*To be done*
Your task is to copy every line of this material exactly.

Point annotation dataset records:
[Start]

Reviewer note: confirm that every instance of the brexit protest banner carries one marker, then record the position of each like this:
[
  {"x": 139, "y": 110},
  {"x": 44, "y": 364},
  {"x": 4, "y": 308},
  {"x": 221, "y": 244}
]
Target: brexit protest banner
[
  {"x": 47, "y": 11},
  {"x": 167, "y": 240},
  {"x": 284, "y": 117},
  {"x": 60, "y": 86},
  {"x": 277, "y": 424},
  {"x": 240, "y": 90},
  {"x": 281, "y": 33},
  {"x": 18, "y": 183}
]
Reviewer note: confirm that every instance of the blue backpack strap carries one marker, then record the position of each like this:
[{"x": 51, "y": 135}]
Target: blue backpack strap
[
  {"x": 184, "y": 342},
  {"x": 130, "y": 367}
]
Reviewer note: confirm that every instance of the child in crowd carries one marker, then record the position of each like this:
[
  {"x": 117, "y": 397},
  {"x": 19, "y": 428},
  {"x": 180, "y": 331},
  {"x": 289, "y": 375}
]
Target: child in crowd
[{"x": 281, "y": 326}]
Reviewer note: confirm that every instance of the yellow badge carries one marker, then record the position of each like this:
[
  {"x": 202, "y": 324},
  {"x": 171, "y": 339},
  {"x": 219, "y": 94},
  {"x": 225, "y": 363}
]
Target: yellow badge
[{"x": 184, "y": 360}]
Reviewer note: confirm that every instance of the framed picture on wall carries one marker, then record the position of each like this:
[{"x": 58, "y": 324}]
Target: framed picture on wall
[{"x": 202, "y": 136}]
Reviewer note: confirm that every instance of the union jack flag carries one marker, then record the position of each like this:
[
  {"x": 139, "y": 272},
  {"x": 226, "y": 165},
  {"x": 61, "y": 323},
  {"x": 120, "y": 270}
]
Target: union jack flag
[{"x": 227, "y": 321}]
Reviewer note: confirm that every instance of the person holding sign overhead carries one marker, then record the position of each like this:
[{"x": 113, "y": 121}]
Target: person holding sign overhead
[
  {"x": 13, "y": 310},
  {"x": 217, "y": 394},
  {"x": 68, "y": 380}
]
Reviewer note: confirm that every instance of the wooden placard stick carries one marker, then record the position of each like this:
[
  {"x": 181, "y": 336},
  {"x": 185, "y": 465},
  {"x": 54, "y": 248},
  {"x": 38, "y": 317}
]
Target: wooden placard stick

[End]

*Complete answer*
Reviewer note: confirm that every instance of the brexit protest banner carries one marker, then record the position of each like this:
[
  {"x": 139, "y": 110},
  {"x": 44, "y": 364},
  {"x": 4, "y": 308},
  {"x": 221, "y": 244}
]
Target: brexit protest banner
[
  {"x": 47, "y": 11},
  {"x": 167, "y": 240},
  {"x": 284, "y": 117},
  {"x": 60, "y": 86},
  {"x": 277, "y": 424},
  {"x": 240, "y": 90},
  {"x": 281, "y": 33},
  {"x": 18, "y": 183}
]
Reviewer note: confirm that every instance of the blue backpack strap carries one marker, then record the position of each like this:
[{"x": 51, "y": 135}]
Target: blue backpack strap
[
  {"x": 184, "y": 342},
  {"x": 130, "y": 367}
]
Reviewer note: confirm that every instance of the child in crowd carries one marker, then record the position of each like this:
[
  {"x": 117, "y": 397},
  {"x": 19, "y": 428},
  {"x": 180, "y": 331},
  {"x": 289, "y": 375}
]
Target: child in crowd
[{"x": 281, "y": 326}]
Reviewer note: confirm that every instance of the yellow badge carries one marker, then record the position of each like this:
[
  {"x": 202, "y": 324},
  {"x": 171, "y": 339},
  {"x": 219, "y": 94},
  {"x": 225, "y": 363}
]
Target: yellow badge
[{"x": 184, "y": 360}]
Reviewer note: confirm that every instance of the framed picture on wall carries one marker, then record the position of each like this:
[{"x": 58, "y": 324}]
Target: framed picture on wall
[{"x": 202, "y": 136}]
Reviewer note: confirm that every instance of the union jack flag carries one marker, then record the position of each like this:
[
  {"x": 139, "y": 272},
  {"x": 226, "y": 165},
  {"x": 61, "y": 323},
  {"x": 120, "y": 270}
]
Target: union jack flag
[{"x": 227, "y": 321}]
Reviewer note: confirm that every instance of the person holding sign overhead carries one marker, then record the position of each like this:
[{"x": 113, "y": 121}]
Target: person holding sign overhead
[
  {"x": 13, "y": 310},
  {"x": 217, "y": 394},
  {"x": 68, "y": 380}
]
Reviewer note: confirm that every instance of the wooden placard stick carries one marker, then record the position of each like this:
[
  {"x": 181, "y": 336},
  {"x": 185, "y": 465},
  {"x": 54, "y": 248},
  {"x": 38, "y": 317}
]
Target: wooden placard stick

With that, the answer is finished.